Reproduce the listing below, replacing "segment" with "outline" everywhere it occurs and changing nothing else. Leave the pictures out of your copy.
===== Task inputs
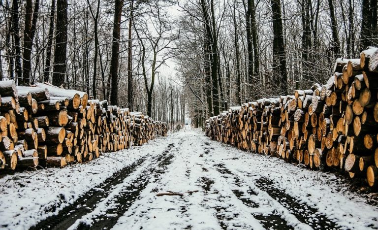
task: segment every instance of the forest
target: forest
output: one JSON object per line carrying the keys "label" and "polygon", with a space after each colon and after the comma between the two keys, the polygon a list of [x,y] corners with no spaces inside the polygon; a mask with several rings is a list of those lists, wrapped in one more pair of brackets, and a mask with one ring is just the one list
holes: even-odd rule
{"label": "forest", "polygon": [[170,124],[322,84],[378,44],[377,0],[6,0],[0,80],[47,82]]}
==========
--- Result ---
task: outline every instance of the forest
target: forest
output: one JSON object per line carrying the keys "label" and "polygon", with a space after each colon and after the comma between the two keys, the polygon a list of [x,y] corners with no spaces inside the polygon; a mask with several rings is a list of those lists, wrapped in one more pair of brackets, and a mask with one ring is just the one list
holes: even-odd rule
{"label": "forest", "polygon": [[170,124],[322,84],[378,44],[377,0],[6,0],[0,80],[47,82]]}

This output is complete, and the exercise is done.